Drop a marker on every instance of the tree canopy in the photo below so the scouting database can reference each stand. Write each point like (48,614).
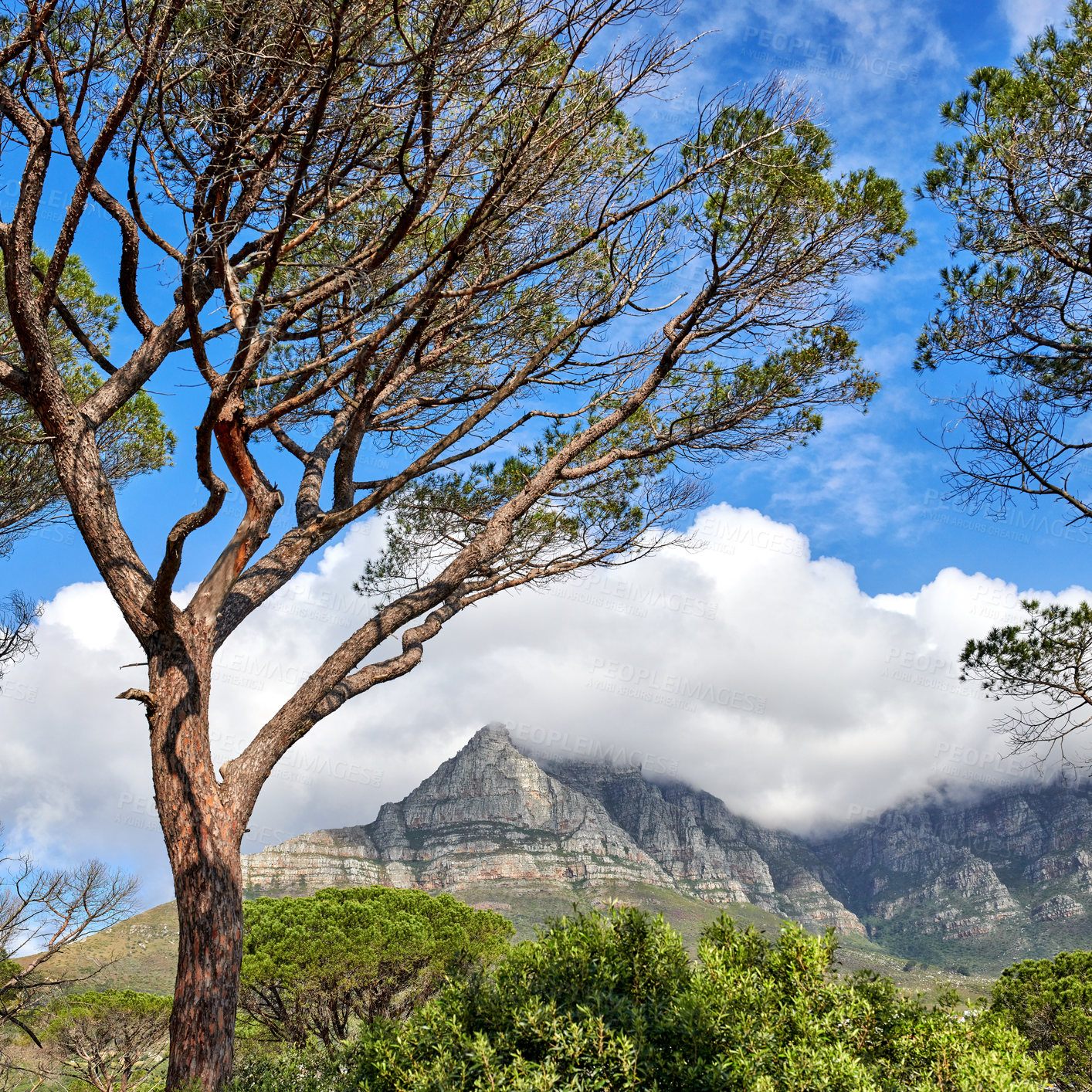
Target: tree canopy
(42,912)
(425,269)
(314,965)
(111,1041)
(1016,184)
=======
**What you need to do:**
Please set down every record above exactly as it appears, leaving out the pictures.

**Task solution:**
Drop a marker on every instance of the tree canopy in the photo below so the scouting database can reference each stand. Write each point like (48,614).
Target: tree canopy
(42,912)
(425,269)
(314,965)
(111,1041)
(1016,184)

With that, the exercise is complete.